Task to complete:
Report how many lines below include the string "blurred". Please keep the reply to that number.

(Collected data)
================================

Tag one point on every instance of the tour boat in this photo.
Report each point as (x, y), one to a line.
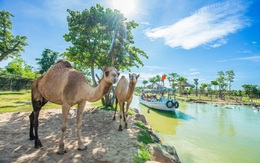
(151, 101)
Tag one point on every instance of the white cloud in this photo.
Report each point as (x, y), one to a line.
(209, 25)
(251, 58)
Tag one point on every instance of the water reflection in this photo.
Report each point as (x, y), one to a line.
(208, 132)
(164, 122)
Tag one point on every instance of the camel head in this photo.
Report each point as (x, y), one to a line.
(133, 78)
(110, 74)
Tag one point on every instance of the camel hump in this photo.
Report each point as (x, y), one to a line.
(64, 63)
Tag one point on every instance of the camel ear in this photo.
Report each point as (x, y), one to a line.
(104, 68)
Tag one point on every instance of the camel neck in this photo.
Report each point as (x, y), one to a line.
(96, 93)
(130, 90)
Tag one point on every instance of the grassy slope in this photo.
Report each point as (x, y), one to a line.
(19, 101)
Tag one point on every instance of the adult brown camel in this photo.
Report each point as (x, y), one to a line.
(63, 85)
(124, 93)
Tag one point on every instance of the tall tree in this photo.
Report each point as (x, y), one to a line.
(10, 45)
(48, 59)
(144, 82)
(182, 83)
(20, 68)
(172, 78)
(221, 83)
(230, 78)
(101, 37)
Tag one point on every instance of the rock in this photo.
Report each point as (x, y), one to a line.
(163, 153)
(140, 117)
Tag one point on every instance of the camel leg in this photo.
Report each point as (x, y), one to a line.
(121, 114)
(114, 117)
(65, 112)
(34, 122)
(31, 135)
(81, 107)
(126, 114)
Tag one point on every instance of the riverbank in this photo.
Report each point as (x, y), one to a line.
(99, 132)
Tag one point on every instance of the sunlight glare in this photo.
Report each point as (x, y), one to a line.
(126, 7)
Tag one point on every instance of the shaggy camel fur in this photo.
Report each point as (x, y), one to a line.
(66, 86)
(124, 93)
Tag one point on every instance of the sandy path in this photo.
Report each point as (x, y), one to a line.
(99, 133)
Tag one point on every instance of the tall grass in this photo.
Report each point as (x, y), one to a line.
(19, 102)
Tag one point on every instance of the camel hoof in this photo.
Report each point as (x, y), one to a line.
(32, 138)
(82, 149)
(38, 144)
(62, 152)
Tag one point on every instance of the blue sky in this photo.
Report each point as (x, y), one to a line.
(195, 39)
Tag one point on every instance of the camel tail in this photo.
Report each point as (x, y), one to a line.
(114, 118)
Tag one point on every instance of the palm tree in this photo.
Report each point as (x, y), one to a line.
(196, 85)
(172, 78)
(144, 82)
(182, 83)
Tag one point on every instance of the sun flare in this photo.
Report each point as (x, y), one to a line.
(127, 7)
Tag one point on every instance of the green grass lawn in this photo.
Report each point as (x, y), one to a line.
(19, 102)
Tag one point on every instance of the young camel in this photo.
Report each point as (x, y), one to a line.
(66, 86)
(124, 93)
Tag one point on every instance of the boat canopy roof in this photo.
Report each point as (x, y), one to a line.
(162, 90)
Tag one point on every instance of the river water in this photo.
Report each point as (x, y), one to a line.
(208, 133)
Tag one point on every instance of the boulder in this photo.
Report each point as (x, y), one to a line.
(163, 153)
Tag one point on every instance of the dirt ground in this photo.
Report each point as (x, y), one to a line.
(105, 144)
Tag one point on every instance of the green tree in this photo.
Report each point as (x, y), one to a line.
(221, 83)
(100, 38)
(230, 78)
(172, 78)
(20, 68)
(10, 45)
(48, 59)
(181, 83)
(251, 90)
(202, 88)
(144, 82)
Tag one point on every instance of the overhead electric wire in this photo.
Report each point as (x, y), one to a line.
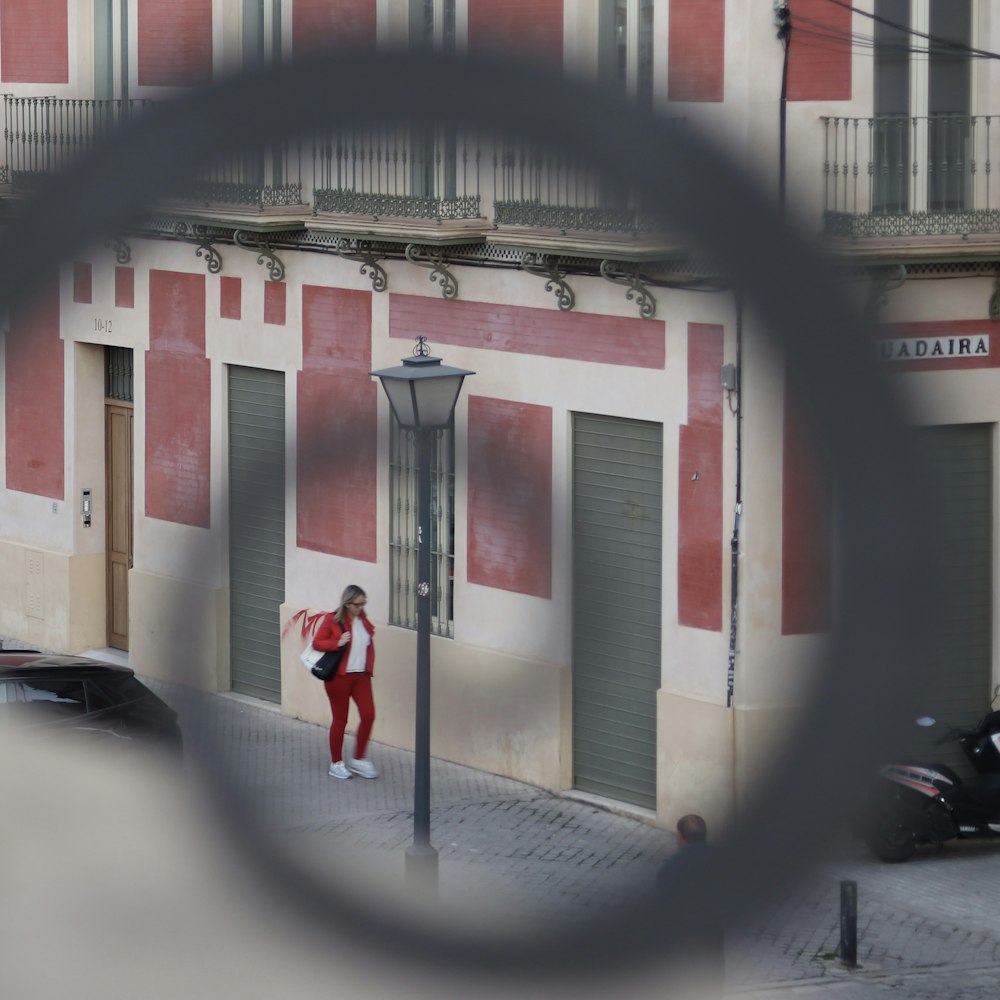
(936, 40)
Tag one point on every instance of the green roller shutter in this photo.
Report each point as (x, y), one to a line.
(256, 529)
(958, 692)
(617, 605)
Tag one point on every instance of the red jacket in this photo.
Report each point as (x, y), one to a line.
(327, 639)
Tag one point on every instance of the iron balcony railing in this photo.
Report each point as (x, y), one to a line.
(42, 135)
(395, 175)
(903, 175)
(542, 189)
(381, 173)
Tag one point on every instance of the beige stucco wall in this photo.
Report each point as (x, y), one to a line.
(178, 630)
(51, 600)
(694, 759)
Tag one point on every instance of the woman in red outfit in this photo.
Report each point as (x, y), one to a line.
(349, 626)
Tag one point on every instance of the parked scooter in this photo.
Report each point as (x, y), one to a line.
(919, 803)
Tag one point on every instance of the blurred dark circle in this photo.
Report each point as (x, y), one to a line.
(886, 567)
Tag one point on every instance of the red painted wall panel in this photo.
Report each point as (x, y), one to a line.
(274, 302)
(175, 43)
(806, 531)
(608, 340)
(697, 51)
(699, 552)
(531, 28)
(230, 297)
(510, 496)
(819, 55)
(337, 331)
(125, 287)
(34, 45)
(83, 290)
(34, 377)
(699, 485)
(330, 22)
(178, 401)
(337, 425)
(336, 465)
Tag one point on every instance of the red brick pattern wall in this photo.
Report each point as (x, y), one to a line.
(83, 291)
(34, 376)
(178, 401)
(124, 287)
(175, 43)
(274, 302)
(806, 566)
(34, 45)
(510, 496)
(696, 57)
(609, 340)
(819, 55)
(699, 485)
(531, 28)
(337, 437)
(329, 22)
(230, 298)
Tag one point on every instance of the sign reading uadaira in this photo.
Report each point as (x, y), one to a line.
(973, 345)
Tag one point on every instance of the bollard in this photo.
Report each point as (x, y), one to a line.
(849, 923)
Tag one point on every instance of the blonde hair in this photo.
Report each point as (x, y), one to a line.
(351, 593)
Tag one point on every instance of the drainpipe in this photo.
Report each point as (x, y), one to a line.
(783, 22)
(734, 544)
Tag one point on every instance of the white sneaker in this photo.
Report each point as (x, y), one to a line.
(363, 768)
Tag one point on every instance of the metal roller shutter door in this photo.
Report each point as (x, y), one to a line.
(617, 605)
(958, 693)
(256, 529)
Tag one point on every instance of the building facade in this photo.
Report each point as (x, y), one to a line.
(632, 543)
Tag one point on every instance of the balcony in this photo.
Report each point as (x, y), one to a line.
(400, 185)
(911, 182)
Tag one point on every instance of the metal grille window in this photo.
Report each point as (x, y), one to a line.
(403, 480)
(118, 373)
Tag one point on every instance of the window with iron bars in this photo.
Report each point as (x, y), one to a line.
(403, 498)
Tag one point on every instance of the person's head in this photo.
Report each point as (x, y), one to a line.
(691, 829)
(352, 603)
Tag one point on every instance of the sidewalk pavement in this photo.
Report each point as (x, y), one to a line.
(926, 928)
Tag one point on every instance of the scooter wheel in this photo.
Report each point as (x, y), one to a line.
(889, 842)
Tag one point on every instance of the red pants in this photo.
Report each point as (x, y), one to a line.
(340, 690)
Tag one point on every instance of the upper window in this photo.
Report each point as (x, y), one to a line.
(921, 145)
(625, 40)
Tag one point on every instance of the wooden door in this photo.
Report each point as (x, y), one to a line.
(118, 491)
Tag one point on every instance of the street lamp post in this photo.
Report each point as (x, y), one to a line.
(422, 393)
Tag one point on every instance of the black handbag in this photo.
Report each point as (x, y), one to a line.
(327, 664)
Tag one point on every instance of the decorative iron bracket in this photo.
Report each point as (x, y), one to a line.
(544, 266)
(255, 242)
(360, 251)
(123, 252)
(886, 280)
(198, 234)
(626, 274)
(438, 267)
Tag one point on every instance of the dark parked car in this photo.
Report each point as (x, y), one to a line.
(103, 702)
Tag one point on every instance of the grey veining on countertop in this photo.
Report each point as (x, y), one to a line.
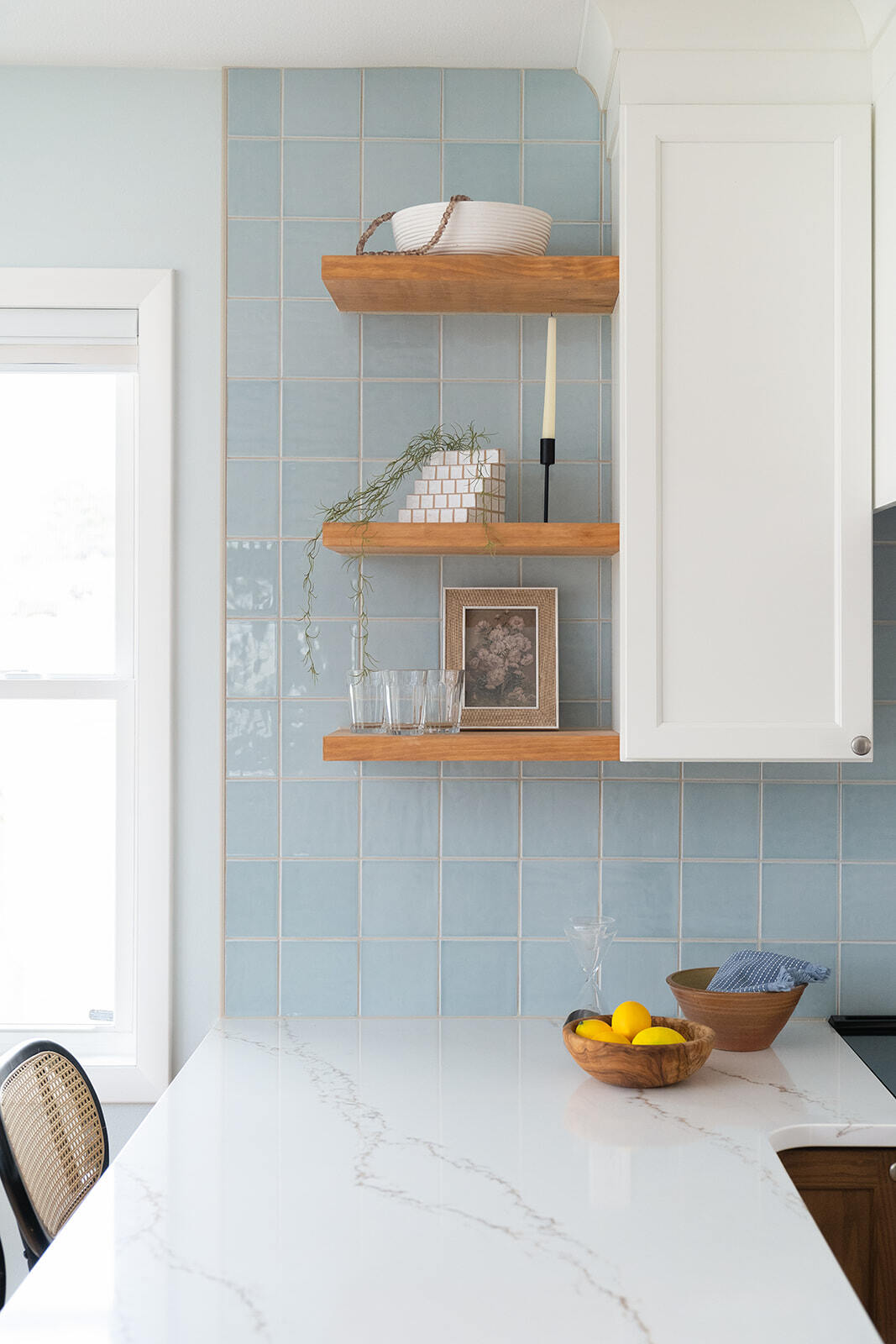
(457, 1179)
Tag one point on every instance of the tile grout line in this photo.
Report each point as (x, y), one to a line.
(280, 564)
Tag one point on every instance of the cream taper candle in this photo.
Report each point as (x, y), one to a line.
(548, 420)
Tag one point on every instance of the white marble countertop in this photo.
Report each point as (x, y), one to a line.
(459, 1180)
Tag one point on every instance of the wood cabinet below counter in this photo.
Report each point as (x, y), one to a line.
(852, 1196)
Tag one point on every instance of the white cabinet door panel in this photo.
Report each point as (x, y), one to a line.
(743, 343)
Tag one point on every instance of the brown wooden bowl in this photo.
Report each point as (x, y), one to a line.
(739, 1021)
(640, 1066)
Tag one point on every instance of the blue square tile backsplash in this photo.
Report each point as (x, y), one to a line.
(411, 890)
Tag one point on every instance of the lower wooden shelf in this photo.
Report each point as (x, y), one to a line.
(476, 745)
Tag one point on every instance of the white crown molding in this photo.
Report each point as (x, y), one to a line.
(883, 58)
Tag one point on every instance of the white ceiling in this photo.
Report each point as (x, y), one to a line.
(406, 33)
(291, 33)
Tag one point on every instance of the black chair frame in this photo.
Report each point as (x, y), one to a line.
(34, 1236)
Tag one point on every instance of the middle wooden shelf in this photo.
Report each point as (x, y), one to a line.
(472, 538)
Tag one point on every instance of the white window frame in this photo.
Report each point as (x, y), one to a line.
(137, 1066)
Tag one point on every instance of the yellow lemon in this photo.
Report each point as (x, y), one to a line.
(595, 1030)
(658, 1037)
(631, 1018)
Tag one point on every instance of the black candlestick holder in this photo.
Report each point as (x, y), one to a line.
(547, 459)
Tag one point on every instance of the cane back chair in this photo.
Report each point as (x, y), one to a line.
(53, 1140)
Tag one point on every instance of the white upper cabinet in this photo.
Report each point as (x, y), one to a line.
(743, 588)
(886, 296)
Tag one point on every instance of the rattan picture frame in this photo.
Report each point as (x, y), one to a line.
(506, 643)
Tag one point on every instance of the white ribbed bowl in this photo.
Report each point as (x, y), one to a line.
(476, 226)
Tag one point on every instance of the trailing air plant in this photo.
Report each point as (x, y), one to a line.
(365, 504)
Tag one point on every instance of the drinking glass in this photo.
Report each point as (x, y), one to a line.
(405, 701)
(367, 702)
(443, 701)
(590, 938)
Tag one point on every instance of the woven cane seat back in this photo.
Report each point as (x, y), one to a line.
(55, 1135)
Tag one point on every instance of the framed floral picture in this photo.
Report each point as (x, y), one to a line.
(506, 640)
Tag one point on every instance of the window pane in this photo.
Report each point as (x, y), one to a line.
(58, 523)
(56, 860)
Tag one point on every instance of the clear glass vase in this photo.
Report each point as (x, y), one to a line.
(590, 938)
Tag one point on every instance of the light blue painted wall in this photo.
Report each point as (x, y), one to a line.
(123, 168)
(422, 889)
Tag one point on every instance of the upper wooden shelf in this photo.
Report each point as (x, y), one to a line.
(472, 538)
(476, 745)
(472, 284)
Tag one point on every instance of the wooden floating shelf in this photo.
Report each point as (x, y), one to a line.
(476, 745)
(472, 284)
(472, 538)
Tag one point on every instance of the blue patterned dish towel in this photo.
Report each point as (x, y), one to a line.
(765, 972)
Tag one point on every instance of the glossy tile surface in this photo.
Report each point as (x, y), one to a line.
(692, 860)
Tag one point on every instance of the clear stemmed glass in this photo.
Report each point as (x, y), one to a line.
(590, 938)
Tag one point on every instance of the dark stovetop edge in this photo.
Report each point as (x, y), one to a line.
(857, 1025)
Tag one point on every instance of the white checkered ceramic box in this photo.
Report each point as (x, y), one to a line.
(457, 487)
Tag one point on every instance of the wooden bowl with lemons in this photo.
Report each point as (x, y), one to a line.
(640, 1066)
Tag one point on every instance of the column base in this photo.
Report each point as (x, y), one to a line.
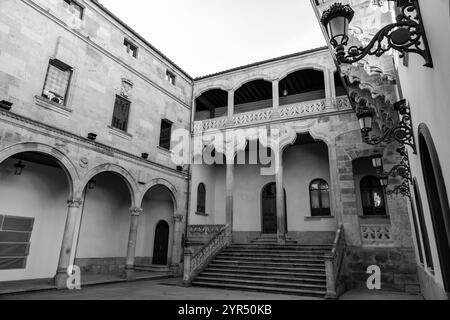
(60, 280)
(130, 275)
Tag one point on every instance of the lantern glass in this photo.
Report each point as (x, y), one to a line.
(366, 123)
(377, 161)
(338, 30)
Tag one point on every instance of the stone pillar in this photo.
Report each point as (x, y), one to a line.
(177, 245)
(276, 94)
(229, 193)
(131, 250)
(230, 104)
(281, 204)
(74, 206)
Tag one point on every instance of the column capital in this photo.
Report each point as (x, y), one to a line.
(136, 211)
(75, 203)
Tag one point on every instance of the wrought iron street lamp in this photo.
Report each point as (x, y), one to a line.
(19, 168)
(402, 170)
(406, 35)
(402, 131)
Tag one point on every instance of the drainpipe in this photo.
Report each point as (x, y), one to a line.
(189, 178)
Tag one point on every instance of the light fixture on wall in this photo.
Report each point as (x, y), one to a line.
(18, 168)
(401, 132)
(406, 35)
(91, 184)
(402, 170)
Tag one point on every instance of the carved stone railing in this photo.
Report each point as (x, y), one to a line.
(333, 264)
(303, 108)
(202, 231)
(285, 112)
(194, 264)
(376, 234)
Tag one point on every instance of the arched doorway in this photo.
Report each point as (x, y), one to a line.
(161, 246)
(269, 208)
(34, 189)
(437, 199)
(156, 227)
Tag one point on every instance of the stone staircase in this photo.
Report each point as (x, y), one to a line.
(264, 265)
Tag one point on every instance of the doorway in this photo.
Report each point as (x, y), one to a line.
(269, 209)
(437, 199)
(161, 245)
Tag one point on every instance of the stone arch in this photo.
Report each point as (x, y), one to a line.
(246, 80)
(121, 172)
(162, 182)
(296, 68)
(65, 163)
(210, 87)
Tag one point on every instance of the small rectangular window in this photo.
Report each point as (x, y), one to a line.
(165, 134)
(131, 48)
(121, 113)
(75, 8)
(170, 77)
(57, 82)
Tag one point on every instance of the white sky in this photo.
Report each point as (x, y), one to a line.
(207, 36)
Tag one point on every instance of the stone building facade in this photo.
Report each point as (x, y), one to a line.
(103, 146)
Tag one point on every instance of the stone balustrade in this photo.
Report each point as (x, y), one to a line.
(285, 112)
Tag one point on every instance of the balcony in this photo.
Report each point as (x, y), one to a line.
(285, 113)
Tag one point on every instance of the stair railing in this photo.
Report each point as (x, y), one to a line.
(333, 264)
(194, 264)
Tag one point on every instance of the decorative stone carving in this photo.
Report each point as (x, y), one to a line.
(75, 203)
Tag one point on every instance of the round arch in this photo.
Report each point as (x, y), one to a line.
(118, 170)
(162, 182)
(292, 70)
(243, 82)
(66, 164)
(437, 199)
(209, 88)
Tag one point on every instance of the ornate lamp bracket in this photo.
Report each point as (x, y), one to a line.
(406, 35)
(402, 170)
(402, 132)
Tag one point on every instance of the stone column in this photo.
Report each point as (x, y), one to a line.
(229, 193)
(276, 94)
(281, 204)
(177, 245)
(74, 206)
(131, 250)
(230, 104)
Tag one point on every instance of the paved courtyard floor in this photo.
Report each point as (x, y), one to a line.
(170, 289)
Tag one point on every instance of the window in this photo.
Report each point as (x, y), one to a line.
(121, 112)
(131, 48)
(372, 196)
(75, 8)
(319, 192)
(201, 199)
(57, 82)
(170, 77)
(423, 228)
(165, 134)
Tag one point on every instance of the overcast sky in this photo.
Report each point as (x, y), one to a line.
(207, 36)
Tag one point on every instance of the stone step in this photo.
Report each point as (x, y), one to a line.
(269, 259)
(269, 264)
(271, 277)
(266, 268)
(288, 291)
(155, 268)
(271, 254)
(245, 271)
(266, 282)
(276, 251)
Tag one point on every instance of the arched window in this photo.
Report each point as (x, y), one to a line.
(319, 192)
(372, 196)
(201, 199)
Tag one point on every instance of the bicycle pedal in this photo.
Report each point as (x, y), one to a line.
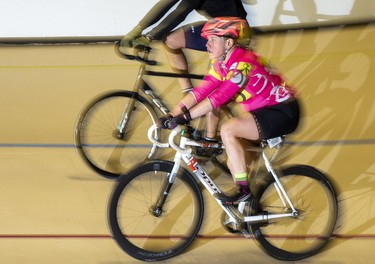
(246, 233)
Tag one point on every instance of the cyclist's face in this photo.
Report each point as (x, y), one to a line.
(215, 47)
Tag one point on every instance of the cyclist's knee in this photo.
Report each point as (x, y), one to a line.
(174, 42)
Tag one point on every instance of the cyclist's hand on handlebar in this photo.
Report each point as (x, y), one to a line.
(164, 121)
(178, 120)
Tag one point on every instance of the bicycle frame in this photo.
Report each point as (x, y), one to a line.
(141, 85)
(183, 152)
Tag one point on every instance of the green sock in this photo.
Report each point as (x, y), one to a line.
(241, 178)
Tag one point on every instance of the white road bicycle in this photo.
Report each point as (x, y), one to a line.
(156, 210)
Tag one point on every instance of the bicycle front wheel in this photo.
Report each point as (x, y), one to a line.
(97, 135)
(144, 229)
(299, 237)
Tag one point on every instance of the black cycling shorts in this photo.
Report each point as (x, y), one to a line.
(277, 120)
(193, 37)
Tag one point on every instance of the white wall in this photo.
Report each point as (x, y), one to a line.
(60, 18)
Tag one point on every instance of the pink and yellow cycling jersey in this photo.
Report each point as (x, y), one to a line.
(245, 78)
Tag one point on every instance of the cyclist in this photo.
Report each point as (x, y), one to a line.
(269, 105)
(188, 36)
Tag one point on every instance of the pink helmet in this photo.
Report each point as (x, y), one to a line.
(231, 27)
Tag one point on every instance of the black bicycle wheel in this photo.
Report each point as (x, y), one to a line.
(144, 232)
(299, 237)
(96, 133)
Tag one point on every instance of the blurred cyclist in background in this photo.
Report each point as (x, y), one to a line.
(187, 36)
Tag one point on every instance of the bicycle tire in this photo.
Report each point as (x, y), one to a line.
(95, 133)
(143, 235)
(314, 198)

================================

Output below:
2